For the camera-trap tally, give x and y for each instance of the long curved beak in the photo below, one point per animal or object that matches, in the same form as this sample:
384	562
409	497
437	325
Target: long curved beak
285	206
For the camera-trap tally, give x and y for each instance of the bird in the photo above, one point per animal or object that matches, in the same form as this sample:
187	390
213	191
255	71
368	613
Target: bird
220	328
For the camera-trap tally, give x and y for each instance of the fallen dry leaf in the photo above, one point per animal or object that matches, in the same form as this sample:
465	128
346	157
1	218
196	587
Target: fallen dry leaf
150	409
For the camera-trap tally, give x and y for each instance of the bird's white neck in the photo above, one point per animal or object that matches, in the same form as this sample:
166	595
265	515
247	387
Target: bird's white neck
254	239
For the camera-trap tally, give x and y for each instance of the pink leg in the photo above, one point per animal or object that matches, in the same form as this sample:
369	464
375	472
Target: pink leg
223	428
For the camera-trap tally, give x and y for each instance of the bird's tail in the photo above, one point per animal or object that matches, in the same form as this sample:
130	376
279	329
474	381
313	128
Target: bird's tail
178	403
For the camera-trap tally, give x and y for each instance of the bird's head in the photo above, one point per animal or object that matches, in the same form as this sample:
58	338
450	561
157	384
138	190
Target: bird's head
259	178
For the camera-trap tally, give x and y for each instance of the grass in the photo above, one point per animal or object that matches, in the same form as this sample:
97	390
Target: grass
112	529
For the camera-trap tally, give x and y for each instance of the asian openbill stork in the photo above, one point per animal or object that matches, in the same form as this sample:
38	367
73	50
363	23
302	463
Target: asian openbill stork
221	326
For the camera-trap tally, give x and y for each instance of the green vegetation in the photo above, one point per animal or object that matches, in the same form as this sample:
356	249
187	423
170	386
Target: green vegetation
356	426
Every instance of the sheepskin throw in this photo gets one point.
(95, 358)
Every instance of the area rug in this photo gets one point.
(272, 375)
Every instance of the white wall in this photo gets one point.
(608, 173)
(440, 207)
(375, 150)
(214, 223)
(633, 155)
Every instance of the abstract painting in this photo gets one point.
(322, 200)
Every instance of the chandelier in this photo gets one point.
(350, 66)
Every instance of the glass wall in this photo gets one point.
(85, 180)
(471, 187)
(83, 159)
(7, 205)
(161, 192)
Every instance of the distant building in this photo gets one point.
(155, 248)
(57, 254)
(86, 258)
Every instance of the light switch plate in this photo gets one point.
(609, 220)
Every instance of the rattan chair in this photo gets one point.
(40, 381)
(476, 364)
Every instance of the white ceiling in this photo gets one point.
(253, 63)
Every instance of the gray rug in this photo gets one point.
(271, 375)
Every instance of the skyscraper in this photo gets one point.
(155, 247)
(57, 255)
-- -- --
[Task directions]:
Print every entry exactly as written.

[Response area]:
For the camera-trap tally, give x and y for each instance of the long curved beak in the photo below, one point per animal or object that matches, in the same form as this sample:
384	562
409	497
437	325
Target: long curved beak
285	206
For the camera-trap tally, give x and y for each instance of the bird in the photo above, one point per animal or object that matches, in the same form as this sample:
187	390
213	191
255	71
368	613
Target: bird
220	328
For the camera-trap tally, give x and y for each instance of the fallen dry leaf in the photo above, one point per animal or object that matches, in the same form as this sample:
465	128
346	157
1	218
196	587
Target: fallen dry leaf
150	409
For the camera-trap tally, give x and y for each instance of the bird's white neck in the photo above, one point per animal or object that matches, in the same form as this sample:
166	595
265	515
247	387
Target: bird's white neck
254	239
For the camera-trap tally, give x and y for each instance of the pink leg in the photo above, one point per animal or object that matches, in the same form as this sample:
369	464
375	472
Target: pink leg
223	428
For the camera-trap tally, give x and y for each instance of the bird's tail in the photo above, one point per animal or object that matches, in the same form as this sample:
130	376
279	329
474	381
313	128
Target: bird's tail
178	403
For the camera-trap tally, give x and y for each instance of the bird's head in the photo above, one point per animal or object that matches, in the same form as this sample:
58	338
450	561
157	384
138	190
Target: bird's head
259	178
For the camera-trap tally, give x and y for each instance of the grass in the photo above, one point per animal or object that matches, in the same form as this sample:
97	390
Target: grass
112	529
For the camera-trap tally, give x and y for each instance of the asian openbill stork in the photo above, one point per animal or object that matches, in the same form as this sample:
38	367
73	50
363	23
302	463
Target: asian openbill stork
221	326
For the camera-trap tally, give x and y for each instance of the green vegetation in the photo above, one point per animal or object that matches, in the same form as this sample:
356	249
187	423
170	386
Target: green vegetation
356	426
Every instance of the sheepskin throw in this photo gets one point.
(95, 358)
Every instance of the area rug in this photo gets one point.
(272, 375)
Every instance of the white wall in this photo gets one point.
(608, 173)
(440, 207)
(375, 150)
(214, 223)
(633, 155)
Every instance of the abstract painting in this photo gets one point.
(322, 200)
Every instance of the chandelier in this photo gets one point.
(350, 66)
Every instance of the glass wall in this photo gets one point.
(85, 180)
(471, 187)
(83, 159)
(7, 205)
(161, 192)
Every instance of the distant building in this photo gets one point.
(155, 248)
(57, 254)
(86, 258)
Every instance of the light switch plate in this photo gets one point.
(609, 220)
Every instance of the rattan chair in this photo gets one point.
(40, 381)
(476, 364)
Every instance of the white ceiling in this photo gets one point.
(253, 63)
Every instance of the gray rug in this photo gets one point.
(271, 375)
Every instance of the skyscraper in this photo gets one point.
(155, 247)
(57, 255)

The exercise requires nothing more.